• PROBLEM DETAILS:
Reproduce every line from the start of the records through the line containing "400], [420, 402]]", inclusive, leaving the requests and their format samples unchanged. Multiply each coordinate in the answers by 2.5 and round to whole numbers, with halves rounded up.

### THE RECORDS

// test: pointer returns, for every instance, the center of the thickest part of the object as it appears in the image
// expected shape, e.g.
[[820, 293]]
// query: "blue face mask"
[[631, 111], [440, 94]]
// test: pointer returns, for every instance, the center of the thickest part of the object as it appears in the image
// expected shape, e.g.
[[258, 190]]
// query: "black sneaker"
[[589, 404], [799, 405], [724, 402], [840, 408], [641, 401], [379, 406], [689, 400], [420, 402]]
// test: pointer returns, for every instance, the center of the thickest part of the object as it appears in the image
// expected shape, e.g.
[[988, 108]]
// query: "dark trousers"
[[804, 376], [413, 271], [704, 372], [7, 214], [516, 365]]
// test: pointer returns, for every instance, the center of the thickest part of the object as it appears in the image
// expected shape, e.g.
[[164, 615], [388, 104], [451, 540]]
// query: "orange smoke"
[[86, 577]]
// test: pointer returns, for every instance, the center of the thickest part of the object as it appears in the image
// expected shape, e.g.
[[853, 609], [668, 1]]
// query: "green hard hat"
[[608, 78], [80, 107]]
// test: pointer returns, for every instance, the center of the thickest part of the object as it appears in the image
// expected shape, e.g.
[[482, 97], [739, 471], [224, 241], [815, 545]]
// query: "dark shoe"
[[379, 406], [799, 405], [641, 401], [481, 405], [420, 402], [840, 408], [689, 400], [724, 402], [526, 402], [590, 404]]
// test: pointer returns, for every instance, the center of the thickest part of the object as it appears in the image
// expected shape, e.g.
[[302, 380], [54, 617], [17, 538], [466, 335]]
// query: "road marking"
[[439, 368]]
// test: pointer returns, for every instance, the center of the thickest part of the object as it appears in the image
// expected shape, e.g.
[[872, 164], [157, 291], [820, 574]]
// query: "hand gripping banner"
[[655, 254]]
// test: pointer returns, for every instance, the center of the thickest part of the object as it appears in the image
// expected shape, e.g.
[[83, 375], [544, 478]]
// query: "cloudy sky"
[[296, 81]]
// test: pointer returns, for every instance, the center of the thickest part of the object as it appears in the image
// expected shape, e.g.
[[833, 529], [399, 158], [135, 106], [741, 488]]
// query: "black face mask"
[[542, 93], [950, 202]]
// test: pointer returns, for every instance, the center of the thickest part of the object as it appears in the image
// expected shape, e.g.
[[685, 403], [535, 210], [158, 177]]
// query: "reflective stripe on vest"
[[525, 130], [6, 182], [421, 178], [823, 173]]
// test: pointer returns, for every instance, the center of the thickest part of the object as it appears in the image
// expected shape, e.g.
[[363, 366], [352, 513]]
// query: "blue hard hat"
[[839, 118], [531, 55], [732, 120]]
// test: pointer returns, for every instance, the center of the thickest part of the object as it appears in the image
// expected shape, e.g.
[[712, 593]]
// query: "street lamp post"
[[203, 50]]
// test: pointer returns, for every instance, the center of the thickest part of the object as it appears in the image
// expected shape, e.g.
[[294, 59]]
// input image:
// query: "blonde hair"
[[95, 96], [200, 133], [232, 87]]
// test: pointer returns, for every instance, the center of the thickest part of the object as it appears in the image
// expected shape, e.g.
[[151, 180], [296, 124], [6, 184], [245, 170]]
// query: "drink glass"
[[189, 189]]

######

• RESPONSE TO THIS EXERCISE:
// test: pointer returns, for every instance, the center of the thickest part of the object as it appears in the image
// expected shape, e.g.
[[820, 293]]
// query: "blue face mask"
[[1578, 278], [1100, 235]]
// test: pointer returns, for every instance, the center of the thickest part of the object as it appears in the image
// expected shape, e.g.
[[258, 190]]
// query: "black sneaker"
[[1473, 1010], [1998, 1013], [1810, 1005], [2100, 1020], [1603, 1003], [948, 1015], [1723, 1000], [1050, 1005]]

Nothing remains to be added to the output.